Task statement: Retype the material below without changes, from the line containing "vertical ribbed panel." through the end of the material, including both of those lines.

◆ ◆ ◆ ◆

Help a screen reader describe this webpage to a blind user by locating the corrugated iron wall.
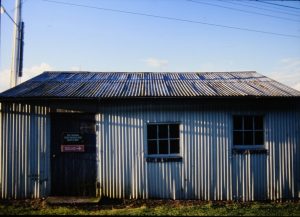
[0,103,300,201]
[0,103,50,199]
[97,104,300,201]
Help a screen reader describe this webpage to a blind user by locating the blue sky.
[0,0,300,92]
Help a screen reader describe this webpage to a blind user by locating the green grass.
[0,200,300,216]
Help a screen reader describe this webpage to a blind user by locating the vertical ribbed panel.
[97,104,300,201]
[232,153,268,201]
[0,103,50,198]
[266,112,300,200]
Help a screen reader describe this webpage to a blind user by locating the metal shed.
[0,71,300,201]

◆ ◆ ◆ ◆

Exercise solution:
Help a screen reader describe this webpage to a blind user by locating the vertical ribbed panel.
[97,104,300,201]
[232,153,268,201]
[0,103,50,198]
[266,112,300,200]
Help a screen reader describe this webpage to a blind user by locating the metal shed.
[0,71,300,201]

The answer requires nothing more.